**Task brief:** Search the entries for the word "coffee" and pull out each line that has it.

**Dataset records:**
□ □ □ □ □ □ □
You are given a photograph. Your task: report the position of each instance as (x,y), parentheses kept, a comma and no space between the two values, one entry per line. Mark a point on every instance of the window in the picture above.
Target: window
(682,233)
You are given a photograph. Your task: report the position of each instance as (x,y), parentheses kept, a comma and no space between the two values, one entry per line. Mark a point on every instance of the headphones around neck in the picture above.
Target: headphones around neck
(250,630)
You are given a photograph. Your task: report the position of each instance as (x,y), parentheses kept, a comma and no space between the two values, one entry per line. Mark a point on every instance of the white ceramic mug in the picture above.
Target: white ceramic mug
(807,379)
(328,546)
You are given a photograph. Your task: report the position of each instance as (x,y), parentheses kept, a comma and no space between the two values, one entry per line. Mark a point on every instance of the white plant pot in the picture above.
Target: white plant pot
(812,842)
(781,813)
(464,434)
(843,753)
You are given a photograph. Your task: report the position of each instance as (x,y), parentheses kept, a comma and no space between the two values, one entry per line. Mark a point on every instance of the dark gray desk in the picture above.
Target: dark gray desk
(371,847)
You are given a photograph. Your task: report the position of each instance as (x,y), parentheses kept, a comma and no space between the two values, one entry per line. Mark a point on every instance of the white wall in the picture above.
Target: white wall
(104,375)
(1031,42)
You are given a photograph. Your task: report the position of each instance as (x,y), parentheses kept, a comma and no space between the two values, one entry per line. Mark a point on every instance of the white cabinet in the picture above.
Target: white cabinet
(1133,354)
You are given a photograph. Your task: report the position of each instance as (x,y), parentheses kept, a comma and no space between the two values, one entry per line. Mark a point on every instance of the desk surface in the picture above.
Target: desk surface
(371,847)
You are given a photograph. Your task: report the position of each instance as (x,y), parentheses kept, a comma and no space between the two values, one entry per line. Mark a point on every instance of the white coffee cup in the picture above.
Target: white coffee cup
□ □ □ □ □ □ □
**The answer:**
You are given a photograph. Your task: report the position of each instance as (x,y), parentheses kept, a comma and no space between the two values, one entry per line. Mark a point on every instance of the white coffee cup in the picture above.
Target: white coffee cup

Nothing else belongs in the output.